Excerpted text =
◇ ◇ ◇

Under 10 CFR 51.22(c)(25), granting
of an exemption from the requirements
of any regulation of Chapter I to 10 CFR
is a categorical exclusion provided that:
(i) There is no significant hazards
consideration; (ii) there is no significant
change in the types or significant
increase in the amounts of any effluents
that may be released offsite; (iii) there is
no significant increase in individual or
cumulative public or occupational
radiation exposure; (iv) there is no
significant construction impact; (v)
there is no significant increase in the
potential for or consequences from
radiological accidents; and (vi) the
requirements from which an exemption
is sought involve surety, insurance, or
indemnity requirements.
As the Director, Division of
Decommissioning, Uranium Recovery
and Waste Programs, Office of Nuclear
Material Safety and Safeguards, I have
determined that approval of the
exemption request involves no
significant hazards consideration, as
defined in 10 CFR 50.92, because
reducing the licensee’s onsite property
damage insurance for TMI–1 does not:
(1) Involve a significant increase in the
probability or consequences of an
accident previously evaluated; (2) create
the possibility of a new or different kind
of accident from any accident
previously evaluated; or (3) involve a
significant reduction in a margin of
safety. The exempted financial
protection regulation is unrelated to the
operation of TMI–1 or site activities.

◇ ◇ ◇

Collection entries
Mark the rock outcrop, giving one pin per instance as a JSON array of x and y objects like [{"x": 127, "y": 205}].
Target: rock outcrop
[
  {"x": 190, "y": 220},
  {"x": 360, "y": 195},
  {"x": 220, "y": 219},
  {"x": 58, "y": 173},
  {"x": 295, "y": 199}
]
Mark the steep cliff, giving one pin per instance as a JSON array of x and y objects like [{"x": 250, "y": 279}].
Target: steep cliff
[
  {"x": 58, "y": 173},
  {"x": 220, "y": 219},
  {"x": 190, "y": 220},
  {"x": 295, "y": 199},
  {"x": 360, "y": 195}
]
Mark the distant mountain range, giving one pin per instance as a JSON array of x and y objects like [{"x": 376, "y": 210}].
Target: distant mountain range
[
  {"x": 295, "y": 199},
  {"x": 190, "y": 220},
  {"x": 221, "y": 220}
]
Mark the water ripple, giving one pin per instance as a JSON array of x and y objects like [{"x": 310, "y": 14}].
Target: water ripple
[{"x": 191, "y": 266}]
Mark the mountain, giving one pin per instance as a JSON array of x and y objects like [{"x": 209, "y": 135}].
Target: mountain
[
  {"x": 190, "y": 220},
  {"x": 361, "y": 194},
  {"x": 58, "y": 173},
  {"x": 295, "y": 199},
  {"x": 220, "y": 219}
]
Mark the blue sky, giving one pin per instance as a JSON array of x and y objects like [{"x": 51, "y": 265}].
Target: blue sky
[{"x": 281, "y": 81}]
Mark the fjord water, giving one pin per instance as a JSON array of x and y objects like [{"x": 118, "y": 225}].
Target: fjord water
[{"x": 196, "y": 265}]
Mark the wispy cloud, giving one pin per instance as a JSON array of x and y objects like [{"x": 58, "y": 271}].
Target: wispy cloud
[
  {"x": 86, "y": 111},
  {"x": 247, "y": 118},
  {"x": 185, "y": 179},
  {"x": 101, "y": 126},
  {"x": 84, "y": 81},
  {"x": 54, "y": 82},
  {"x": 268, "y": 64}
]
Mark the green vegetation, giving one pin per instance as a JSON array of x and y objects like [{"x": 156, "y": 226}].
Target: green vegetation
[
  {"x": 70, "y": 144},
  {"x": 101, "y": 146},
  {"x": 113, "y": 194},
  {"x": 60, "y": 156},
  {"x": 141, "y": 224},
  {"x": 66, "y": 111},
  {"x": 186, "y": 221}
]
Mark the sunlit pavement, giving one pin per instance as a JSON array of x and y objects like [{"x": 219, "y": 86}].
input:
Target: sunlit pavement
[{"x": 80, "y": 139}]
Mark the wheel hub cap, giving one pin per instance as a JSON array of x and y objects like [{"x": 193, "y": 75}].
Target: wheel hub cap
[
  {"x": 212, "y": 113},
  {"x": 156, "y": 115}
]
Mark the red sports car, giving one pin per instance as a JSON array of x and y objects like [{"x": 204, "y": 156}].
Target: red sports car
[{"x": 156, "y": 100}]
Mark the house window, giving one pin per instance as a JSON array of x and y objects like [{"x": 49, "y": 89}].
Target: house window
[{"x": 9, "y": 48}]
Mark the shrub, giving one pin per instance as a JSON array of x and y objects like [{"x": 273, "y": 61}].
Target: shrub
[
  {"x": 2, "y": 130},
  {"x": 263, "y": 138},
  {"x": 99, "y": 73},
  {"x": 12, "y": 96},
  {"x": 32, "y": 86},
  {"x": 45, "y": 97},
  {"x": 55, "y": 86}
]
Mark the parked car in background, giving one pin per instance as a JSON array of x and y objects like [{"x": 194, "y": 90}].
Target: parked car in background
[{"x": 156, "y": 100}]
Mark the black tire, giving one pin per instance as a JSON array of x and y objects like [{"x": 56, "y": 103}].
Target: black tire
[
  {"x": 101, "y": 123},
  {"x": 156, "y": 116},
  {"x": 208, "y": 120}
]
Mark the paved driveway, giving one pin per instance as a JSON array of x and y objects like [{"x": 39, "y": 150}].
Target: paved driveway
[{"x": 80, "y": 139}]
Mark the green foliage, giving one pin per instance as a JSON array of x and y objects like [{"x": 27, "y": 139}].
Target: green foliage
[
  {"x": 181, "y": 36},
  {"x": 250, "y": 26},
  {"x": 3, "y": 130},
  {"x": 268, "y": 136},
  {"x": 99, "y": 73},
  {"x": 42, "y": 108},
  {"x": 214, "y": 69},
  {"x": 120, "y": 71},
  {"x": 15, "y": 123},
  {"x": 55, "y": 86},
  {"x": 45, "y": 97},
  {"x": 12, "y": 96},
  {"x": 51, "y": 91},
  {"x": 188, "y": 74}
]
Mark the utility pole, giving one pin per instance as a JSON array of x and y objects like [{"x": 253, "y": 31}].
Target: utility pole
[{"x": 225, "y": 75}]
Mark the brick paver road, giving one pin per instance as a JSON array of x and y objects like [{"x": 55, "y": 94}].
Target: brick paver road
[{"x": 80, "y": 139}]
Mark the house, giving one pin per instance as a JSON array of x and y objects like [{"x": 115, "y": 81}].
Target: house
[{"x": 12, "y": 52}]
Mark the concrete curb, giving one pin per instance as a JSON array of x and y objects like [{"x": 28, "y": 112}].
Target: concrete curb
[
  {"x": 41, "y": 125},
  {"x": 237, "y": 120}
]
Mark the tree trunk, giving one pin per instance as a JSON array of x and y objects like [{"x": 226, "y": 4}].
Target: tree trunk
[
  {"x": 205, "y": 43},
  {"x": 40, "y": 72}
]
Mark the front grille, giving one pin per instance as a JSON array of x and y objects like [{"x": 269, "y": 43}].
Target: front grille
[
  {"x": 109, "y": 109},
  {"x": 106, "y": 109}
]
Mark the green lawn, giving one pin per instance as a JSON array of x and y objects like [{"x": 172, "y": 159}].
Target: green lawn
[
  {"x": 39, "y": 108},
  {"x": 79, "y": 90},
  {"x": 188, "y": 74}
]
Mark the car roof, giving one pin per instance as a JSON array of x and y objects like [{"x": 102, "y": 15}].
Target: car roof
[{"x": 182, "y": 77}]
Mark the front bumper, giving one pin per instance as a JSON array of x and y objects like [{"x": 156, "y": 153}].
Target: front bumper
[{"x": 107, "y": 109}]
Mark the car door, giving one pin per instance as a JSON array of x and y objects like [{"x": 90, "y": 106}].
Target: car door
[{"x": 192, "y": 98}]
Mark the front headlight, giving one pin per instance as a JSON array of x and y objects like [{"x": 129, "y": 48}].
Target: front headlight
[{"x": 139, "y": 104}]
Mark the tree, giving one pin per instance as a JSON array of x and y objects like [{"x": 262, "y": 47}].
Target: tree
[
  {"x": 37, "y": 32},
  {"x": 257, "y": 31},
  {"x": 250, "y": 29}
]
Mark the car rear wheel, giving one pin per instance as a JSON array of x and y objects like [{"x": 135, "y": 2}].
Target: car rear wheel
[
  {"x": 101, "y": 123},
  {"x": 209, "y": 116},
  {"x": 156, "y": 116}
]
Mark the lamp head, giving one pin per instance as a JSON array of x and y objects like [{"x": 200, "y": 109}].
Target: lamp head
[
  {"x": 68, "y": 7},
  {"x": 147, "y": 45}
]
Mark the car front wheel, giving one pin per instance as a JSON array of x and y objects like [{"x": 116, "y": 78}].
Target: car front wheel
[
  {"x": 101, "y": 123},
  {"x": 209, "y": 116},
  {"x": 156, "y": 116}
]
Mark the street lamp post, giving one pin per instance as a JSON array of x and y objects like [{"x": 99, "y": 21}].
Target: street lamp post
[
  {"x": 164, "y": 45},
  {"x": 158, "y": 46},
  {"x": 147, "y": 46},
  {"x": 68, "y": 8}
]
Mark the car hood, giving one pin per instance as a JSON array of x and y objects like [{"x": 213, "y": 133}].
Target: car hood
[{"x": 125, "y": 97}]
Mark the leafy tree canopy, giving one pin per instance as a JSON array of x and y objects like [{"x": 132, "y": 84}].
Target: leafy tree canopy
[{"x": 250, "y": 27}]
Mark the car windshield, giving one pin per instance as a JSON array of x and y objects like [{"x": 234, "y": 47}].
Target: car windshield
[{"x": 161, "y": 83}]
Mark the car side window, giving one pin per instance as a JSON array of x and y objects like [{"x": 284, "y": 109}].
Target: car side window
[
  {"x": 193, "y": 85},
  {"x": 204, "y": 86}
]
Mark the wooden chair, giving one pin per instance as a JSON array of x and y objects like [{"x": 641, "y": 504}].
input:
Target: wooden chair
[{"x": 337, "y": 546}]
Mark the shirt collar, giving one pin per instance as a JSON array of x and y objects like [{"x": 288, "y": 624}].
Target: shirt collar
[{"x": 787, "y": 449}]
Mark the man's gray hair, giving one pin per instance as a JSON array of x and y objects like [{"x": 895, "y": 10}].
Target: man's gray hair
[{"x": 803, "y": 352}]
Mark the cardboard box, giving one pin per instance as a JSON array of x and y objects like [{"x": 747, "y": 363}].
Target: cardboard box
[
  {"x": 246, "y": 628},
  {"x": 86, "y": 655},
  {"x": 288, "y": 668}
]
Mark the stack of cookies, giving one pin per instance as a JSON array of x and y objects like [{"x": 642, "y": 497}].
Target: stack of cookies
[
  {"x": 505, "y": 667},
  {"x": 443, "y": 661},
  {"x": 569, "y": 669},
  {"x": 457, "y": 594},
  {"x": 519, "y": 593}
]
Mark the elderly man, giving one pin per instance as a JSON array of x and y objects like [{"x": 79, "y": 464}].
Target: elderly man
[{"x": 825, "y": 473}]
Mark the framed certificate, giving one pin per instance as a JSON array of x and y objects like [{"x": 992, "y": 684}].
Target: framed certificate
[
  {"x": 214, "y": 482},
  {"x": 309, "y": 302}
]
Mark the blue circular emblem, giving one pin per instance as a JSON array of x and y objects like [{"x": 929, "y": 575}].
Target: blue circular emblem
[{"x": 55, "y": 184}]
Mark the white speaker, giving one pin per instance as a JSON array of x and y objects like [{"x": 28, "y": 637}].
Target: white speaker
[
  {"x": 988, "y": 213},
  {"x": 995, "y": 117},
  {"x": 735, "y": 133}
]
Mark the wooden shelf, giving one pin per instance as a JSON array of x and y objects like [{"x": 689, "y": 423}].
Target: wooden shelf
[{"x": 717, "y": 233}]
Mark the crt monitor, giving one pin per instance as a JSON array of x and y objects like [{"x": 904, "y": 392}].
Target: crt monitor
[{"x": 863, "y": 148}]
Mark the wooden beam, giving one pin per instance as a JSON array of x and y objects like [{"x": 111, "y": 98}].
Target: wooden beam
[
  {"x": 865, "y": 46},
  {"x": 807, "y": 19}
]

◇ ◇ ◇

Exercises =
#1 In the exemption text, what is the exempted financial protection regulation said to be unrelated to?
#2 Extract from the exemption text the passage starting at "Under 10 CFR" and ending at "construction impact; (v)", copied word for word.

Answers to the tasks =
#1 The operation of TMI–1 or site activities.

#2
Under 10 CFR 51.22(c)(25), granting
of an exemption from the requirements
of any regulation of Chapter I to 10 CFR
is a categorical exclusion provided that:
(i) There is no significant hazards
consideration; (ii) there is no significant
change in the types or significant
increase in the amounts of any effluents
that may be released offsite; (iii) there is
no significant increase in individual or
cumulative public or occupational
radiation exposure; (iv) there is no
significant construction impact; (v)